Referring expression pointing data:
——————
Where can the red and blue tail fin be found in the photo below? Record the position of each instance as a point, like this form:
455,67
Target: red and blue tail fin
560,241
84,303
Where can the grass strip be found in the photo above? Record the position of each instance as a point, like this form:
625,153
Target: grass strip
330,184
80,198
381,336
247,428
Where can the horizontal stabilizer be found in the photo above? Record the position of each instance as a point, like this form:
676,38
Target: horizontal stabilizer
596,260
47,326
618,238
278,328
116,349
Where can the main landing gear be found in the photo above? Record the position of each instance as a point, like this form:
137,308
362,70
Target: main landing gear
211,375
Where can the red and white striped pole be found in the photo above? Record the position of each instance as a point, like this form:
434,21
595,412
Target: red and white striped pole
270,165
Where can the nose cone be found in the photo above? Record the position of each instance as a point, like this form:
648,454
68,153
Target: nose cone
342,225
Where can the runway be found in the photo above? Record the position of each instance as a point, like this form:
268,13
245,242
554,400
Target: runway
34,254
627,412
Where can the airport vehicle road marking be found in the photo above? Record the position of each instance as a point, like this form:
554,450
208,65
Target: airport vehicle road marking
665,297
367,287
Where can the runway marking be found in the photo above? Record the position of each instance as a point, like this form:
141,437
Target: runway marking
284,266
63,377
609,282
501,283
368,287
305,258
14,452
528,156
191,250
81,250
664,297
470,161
——————
THE TASK: Copy every line from the entries that contains the word "above".

ANSWER AREA:
Where can the grass strip be found in the photo above? Record the position of each instance as a point, like this form:
Where can the horizontal stabilizer be found in the photo above? Record the position of each instance as a point, like this form:
Where can the main landing gear be found in the photo above? Record the position of each instance as a point, like this form:
Where can the red and white striped pole be found in the photo above? Record the position of each instance as a point, like this form:
Where can the nose cone be found in the photo above? Record the position of each instance as a point, like this form:
Where can the runway be found in the photo above? Record the position of each instance as a point, like this form:
Where can the airport vehicle road marking be found in the photo above? Record the position of each instance as a point, like this form:
Where can the runway marking be found in the photo above? Record the position of each instance as a point, like this form:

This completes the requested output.